> [STATED EXERCISE 1]
Say whether each statement agrees with the thread on max_send_sge, answering yes or no for (a), (b) and (c) and quoting the deciding words of the thread: (a) the NFS/RDMA server stopped working in v4.19-rc1; (b) the message sent at 1:09 PM on August 29, 2018 came from Steve Wise; (c) the mlx4 driver is given as the reason for the problem.
> [STATED EXERCISE 2]
Please give the stretch of the records from their start through the line containing "M1013 297L1034 297L1050" as a numbered list, leaving out blank lines.

━━━━━ SOURCE TEXT ━━━━━

Re: Are device drivers ready for max_send_sge ?

[Date Prev][Date Next][Thread Prev][Thread Next][Date Index][Thread Index]

 



On Wed, Aug 29, 2018 at 04:41:42PM -0400, Chuck Lever wrote:
>
>
> > On Aug 29, 2018, at 2:52 PM, Chuck Lever <chuck.lever@xxxxxxxxxx> wrote:
> >
> >
> >
> >> On Aug 29, 2018, at 2:17 PM, Steve Wise <swise@xxxxxxxxxxxxxxxxxxxxx> wrote:
> >>
> >>
> >>
> >>> -----Original Message-----
> >>> From: Chuck Lever <chuck.lever@xxxxxxxxxx>
> >>> Sent: Wednesday, August 29, 2018 1:09 PM
> >>> To: Steve Wise <swise@xxxxxxxxxxxxxxxxxxxxx>
> >>> Cc: linux-rdma <linux-rdma@xxxxxxxxxxxxxxx>; Leon Romanovsky
> >>> <leon@xxxxxxxxxx>
> >>> Subject: Re: Are device drivers ready for max_send_sge ?
> >>>
> >>>
> >>>
> >>>> On Aug 29, 2018, at 1:50 PM, Steve Wise <swise@xxxxxxxxxxxxxxxxxxxxx>
> >>> wrote:
> >>>>
> >>>> Hey Chuck,
> >>>>
> >>>>> -----Original Message-----
> >>>>> From: linux-rdma-owner@xxxxxxxxxxxxxxx <linux-rdma-
> >>>>> owner@xxxxxxxxxxxxxxx> On Behalf Of Chuck Lever
> >>>>> Sent: Wednesday, August 29, 2018 11:49 AM
> >>>>> To: linux-rdma <linux-rdma@xxxxxxxxxxxxxxx>
> >>>>> Cc: Leon Romanovsky <leon@xxxxxxxxxx>; Steve Wise
> >>>>> <swise@xxxxxxxxxxxxxxxxxxxxx>
> >>>>> Subject: Are device drivers ready for max_send_sge ?
> >>>>>
> >>>>> In v4.19-rc1, the NFS/RDMA server has stopped working
> >>>>> for me.
> >>>>>
> >>>>> The reason for this is that the mlx4 driver (with CX-3)

━━━━━ RECORDS TO PROCESS ━━━━━

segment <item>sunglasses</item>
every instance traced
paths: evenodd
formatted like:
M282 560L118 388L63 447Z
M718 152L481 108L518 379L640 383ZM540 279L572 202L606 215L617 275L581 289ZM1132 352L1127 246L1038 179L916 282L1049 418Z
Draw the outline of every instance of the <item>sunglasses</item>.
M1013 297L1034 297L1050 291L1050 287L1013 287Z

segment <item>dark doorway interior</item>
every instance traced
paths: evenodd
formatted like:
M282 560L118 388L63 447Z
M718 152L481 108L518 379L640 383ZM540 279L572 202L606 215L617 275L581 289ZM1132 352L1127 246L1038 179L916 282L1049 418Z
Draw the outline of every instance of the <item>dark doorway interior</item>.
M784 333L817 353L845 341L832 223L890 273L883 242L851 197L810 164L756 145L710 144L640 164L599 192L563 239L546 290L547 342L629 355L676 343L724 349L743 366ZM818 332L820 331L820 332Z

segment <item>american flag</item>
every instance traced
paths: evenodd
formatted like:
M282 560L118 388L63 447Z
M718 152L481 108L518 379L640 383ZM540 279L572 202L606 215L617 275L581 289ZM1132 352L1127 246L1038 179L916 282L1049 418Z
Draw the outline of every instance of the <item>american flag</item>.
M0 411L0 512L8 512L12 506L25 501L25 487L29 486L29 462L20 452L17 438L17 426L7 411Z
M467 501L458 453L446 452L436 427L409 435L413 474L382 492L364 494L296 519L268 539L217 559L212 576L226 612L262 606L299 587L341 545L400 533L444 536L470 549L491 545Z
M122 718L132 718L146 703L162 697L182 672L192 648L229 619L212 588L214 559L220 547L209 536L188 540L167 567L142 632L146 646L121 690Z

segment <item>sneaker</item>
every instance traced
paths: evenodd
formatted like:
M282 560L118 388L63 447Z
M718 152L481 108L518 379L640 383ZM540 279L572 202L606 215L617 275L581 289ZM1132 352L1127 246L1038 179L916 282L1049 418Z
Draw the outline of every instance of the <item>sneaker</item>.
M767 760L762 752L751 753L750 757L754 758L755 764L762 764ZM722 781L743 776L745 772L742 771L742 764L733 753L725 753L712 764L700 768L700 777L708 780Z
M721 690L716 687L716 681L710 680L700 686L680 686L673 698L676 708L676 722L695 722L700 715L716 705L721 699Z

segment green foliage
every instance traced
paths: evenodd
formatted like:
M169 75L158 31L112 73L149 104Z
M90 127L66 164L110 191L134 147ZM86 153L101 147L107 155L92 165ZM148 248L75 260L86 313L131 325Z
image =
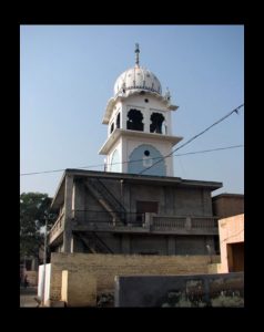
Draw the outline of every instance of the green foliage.
M41 193L23 193L20 195L20 257L39 257L39 248L43 243L45 216L49 227L54 216L50 215L51 198ZM41 231L42 230L42 231Z

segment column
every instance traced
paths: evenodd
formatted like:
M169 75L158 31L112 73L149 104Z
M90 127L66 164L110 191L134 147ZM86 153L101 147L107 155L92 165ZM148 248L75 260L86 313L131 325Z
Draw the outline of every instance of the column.
M64 191L64 231L63 231L63 246L62 252L71 252L71 218L72 218L72 191L73 191L73 177L65 175L65 191Z

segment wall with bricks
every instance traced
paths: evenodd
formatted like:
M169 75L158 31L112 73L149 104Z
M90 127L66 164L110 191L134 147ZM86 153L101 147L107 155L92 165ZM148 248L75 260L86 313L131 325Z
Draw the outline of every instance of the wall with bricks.
M213 256L213 262L220 257ZM140 256L51 253L50 300L61 300L62 271L82 273L84 289L89 278L97 279L97 292L113 291L115 276L170 276L207 273L209 256Z
M244 214L244 195L221 194L212 199L214 216L227 218Z
M29 286L38 284L38 272L37 271L26 271L24 274L27 274Z
M61 300L67 307L95 307L97 279L85 271L62 271Z
M244 214L220 219L219 230L221 273L232 272L232 252L229 252L227 246L231 243L244 243ZM242 257L241 259L244 260L244 257Z

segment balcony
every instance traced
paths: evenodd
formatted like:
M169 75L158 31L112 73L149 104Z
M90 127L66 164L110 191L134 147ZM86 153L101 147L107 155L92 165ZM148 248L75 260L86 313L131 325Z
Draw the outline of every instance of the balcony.
M160 216L124 212L125 225L106 211L72 211L72 230L112 232L152 232L164 235L219 235L217 218Z
M49 231L49 243L52 243L63 231L64 229L64 212L62 212L59 218L55 220L55 224L52 226Z
M152 216L153 232L179 235L219 235L215 217L169 217Z

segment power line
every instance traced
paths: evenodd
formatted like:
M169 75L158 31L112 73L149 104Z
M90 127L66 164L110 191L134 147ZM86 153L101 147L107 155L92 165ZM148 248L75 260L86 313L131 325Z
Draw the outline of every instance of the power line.
M243 147L244 145L232 145L232 146L225 146L225 147L216 147L216 148L211 148L211 149L204 149L204 151L196 151L196 152L190 152L185 154L179 154L174 155L174 157L180 157L180 156L185 156L185 155L194 155L194 154L202 154L202 153L209 153L209 152L214 152L214 151L222 151L222 149L230 149L230 148L237 148L237 147ZM152 158L152 159L161 159L161 157ZM136 160L130 160L130 162L122 162L122 163L113 163L111 165L122 165L122 164L128 164L128 163L138 163L142 162L143 159L136 159ZM100 167L104 166L104 164L98 164L98 165L89 165L89 166L83 166L83 167L75 167L75 168L93 168L93 167ZM47 173L57 173L57 172L64 172L65 168L61 169L53 169L53 170L43 170L43 172L32 172L32 173L22 173L20 176L26 176L26 175L37 175L37 174L47 174Z
M184 147L185 145L190 144L192 141L194 141L195 138L197 138L199 136L203 135L205 132L207 132L209 129L211 129L213 126L215 126L216 124L221 123L222 121L224 121L225 118L227 118L229 116L231 116L233 113L238 114L238 110L241 107L243 107L244 104L241 104L240 106L237 106L236 108L232 110L231 112L229 112L226 115L224 115L223 117L221 117L219 121L216 121L215 123L213 123L211 126L206 127L204 131L202 131L201 133L196 134L195 136L191 137L187 142L185 142L184 144L180 145L177 148L173 149L169 155L162 157L160 160L155 162L154 164L152 164L151 166L144 168L143 170L141 170L139 174L143 174L145 173L148 169L152 168L153 166L155 166L156 164L161 163L163 159L169 158L171 155L173 155L176 151L179 151L180 148Z

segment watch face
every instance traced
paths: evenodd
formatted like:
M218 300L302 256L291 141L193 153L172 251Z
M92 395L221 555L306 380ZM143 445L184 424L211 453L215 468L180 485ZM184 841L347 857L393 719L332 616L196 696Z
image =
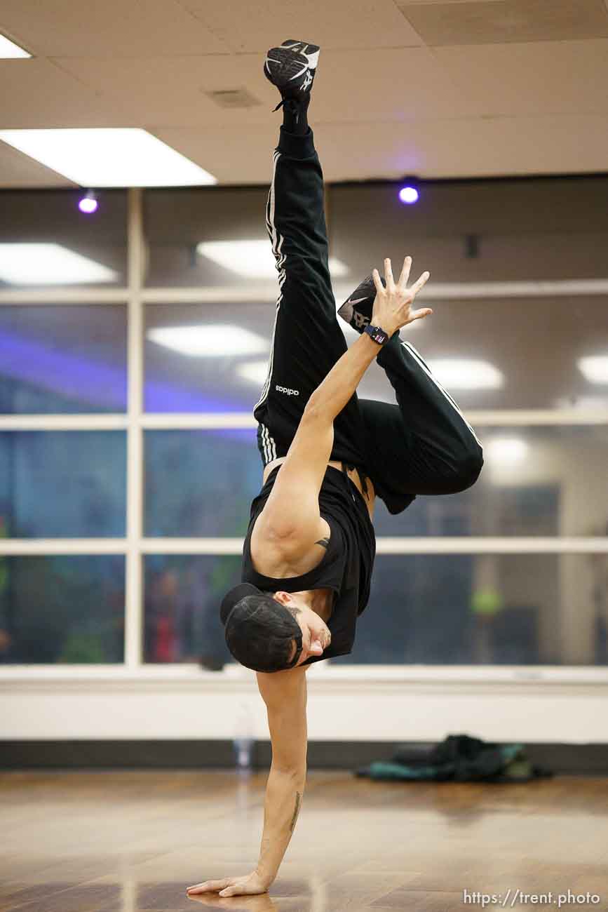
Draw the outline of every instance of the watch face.
M384 345L384 343L388 339L388 333L386 333L384 329L380 328L380 326L366 326L365 331L371 336L374 341L377 342L378 345Z

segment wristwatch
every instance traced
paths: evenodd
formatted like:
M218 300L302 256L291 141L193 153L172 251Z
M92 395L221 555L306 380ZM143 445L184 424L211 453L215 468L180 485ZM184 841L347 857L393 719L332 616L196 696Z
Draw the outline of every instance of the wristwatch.
M364 333L367 333L370 338L373 338L378 345L384 345L389 339L388 333L386 333L384 329L380 329L379 326L372 326L369 323L363 331Z

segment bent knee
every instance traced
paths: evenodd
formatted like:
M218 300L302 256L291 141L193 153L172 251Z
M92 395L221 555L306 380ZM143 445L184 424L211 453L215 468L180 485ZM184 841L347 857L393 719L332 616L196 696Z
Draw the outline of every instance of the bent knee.
M463 449L454 464L452 482L453 493L466 491L477 482L483 467L483 450L473 440L470 446Z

━━━━━

> [COMPLETE ANSWER 1]
(a) Yes: "In v4.19-rc1, the NFS/RDMA server has stopped working"
(b) No: "From: Chuck Lever <chuck.lever@xxxxxxxxxx>"
(c) Yes: "The reason for this is that the mlx4 driver (with CX-3)"

> [COMPLETE ANSWER 2]
1. segment <item>sunglasses</item>
2. every instance traced
3. paths: evenodd
4. formatted like:
5. M282 560L118 388L63 447Z
6. M718 152L481 108L518 379L640 383ZM540 279L572 202L606 215L617 275L581 289ZM1132 352L1127 246L1038 179L916 282L1049 418Z
7. Draw the outline of every instance of the <item>sunglasses</item>.
8. M1013 297L1034 297L1050 291L1050 287L1013 287Z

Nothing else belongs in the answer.